╭─ DOCUMENT TEXT

I don't quite follow your statement that  "If you simply reverse the winding order of the existing vt references, they'll flip the texture around in various ways <>, but the artifact still appears." I am suggesting that any breaking of the vt winding order will cause artefacts, including reversing them, so yes I would expect reversing the winding order to create artefacts . I agree totally that reordering the vt references will flip the texture about.

I would be suprised if my fix randomly hit on a combination that worked. I do think that it would be better if I could demonstrate on a more complex geometry. I hope to try that tonight but I can't try any more experiments for about 13 hours or so whilst I am at work. I simplified the test example down to a hollow cube to make it easier for me to understand.

Currently I am suggesting that for Poser:-

a)  That the order of vt entries for each face should follow a winding order

b) And it follows that where  faces share vt entries, and smoothing is being applied across the boundary between the faces, that the winding order rule is applied for all faces including the shared vt entries .

Cheers

Ian


shedofjoy ( ) posted Wed, 01 April 2009 at 10:20 AM

im currently working on a clothing model that suffers with this ripping problem, (all the normals are correct and facing in the right direct etc) Will re-mapping the model effect the winding order???

╰─

## TASK LIST
**a.** From the forum thread on vt winding order, return the stretch from "I don't quite" through "me to understand.", copied word for word.
**b.** Answer these questions using the forum thread on vt winding order:
(i) For about how long does Ian say he cannot try more experiments?
(ii) What did Ian simplify the test example down to?
(iii) On what date and at what time did shedofjoy post?
**c.** Write the next part of the forum thread on vt winding order, picking up after its final sentence.

╭─ THE DATA

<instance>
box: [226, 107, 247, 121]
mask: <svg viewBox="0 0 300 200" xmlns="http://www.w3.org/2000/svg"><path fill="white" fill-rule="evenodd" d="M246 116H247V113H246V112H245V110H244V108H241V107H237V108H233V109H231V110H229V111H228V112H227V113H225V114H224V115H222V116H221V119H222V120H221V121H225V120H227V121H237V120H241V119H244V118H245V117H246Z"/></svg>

╰─

## EXPECTED RESPONSES
**a.**
I don't quite follow your statement that  "If you simply reverse the winding order of the existing vt references, they'll flip the texture around in various ways <>, but the artifact still appears." I am suggesting that any breaking of the vt winding order will cause artefacts, including reversing them, so yes I would expect reversing the winding order to create artefacts . I agree totally that reordering the vt references will flip the texture about.

I would be suprised if my fix randomly hit on a combination that worked. I do think that it would be better if I could demonstrate on a more complex geometry. I hope to try that tonight but I can't try any more experiments for about 13 hours or so whilst I am at work. I simplified the test example down to a hollow cube to make it easier for me to understand.

**b.**
(i) About 13 hours.
(ii) A hollow cube.
(iii) Wed, 01 April 2009 at 10:20 AM.

**c.**
im off to do tests....will post later

Getting old and still making "art" without soiling myself, now that's success.


Khai ( ) posted Wed, 01 April 2009 at 10:58 AM

guys... I think it's time to pack this up as a bug report (I suggested to RC he gets the programmers to take a look in here, but he thought it better to pack it up and submit it as a bug report directly)


Spanki ( ) posted Wed, 01 April 2009 at 12:53 PM

Quote - Thanks Spanki,

I'm open minded on this.

I don't quite follow your statement that  "If you simply reverse the winding order of the existing vt references, they'll flip the texture around in various ways <>, but the artifact still appears." I am suggesting that any breaking of the vt winding order will cause artefacts, including reversing them, so yes I would expect reversing the winding order to create artefacts . I agree totally that reordering the vt references will flip the texture about.

Sorry, I chalk this up to applying different meanings to the term "winding order".  As typically used (in regards and related to vertex ordering), this refers to the order that the indices are listed in the facet record, but has less to do with the "index numbers" themselves and more to do with the 3D positional values of the vertices that those indices reference.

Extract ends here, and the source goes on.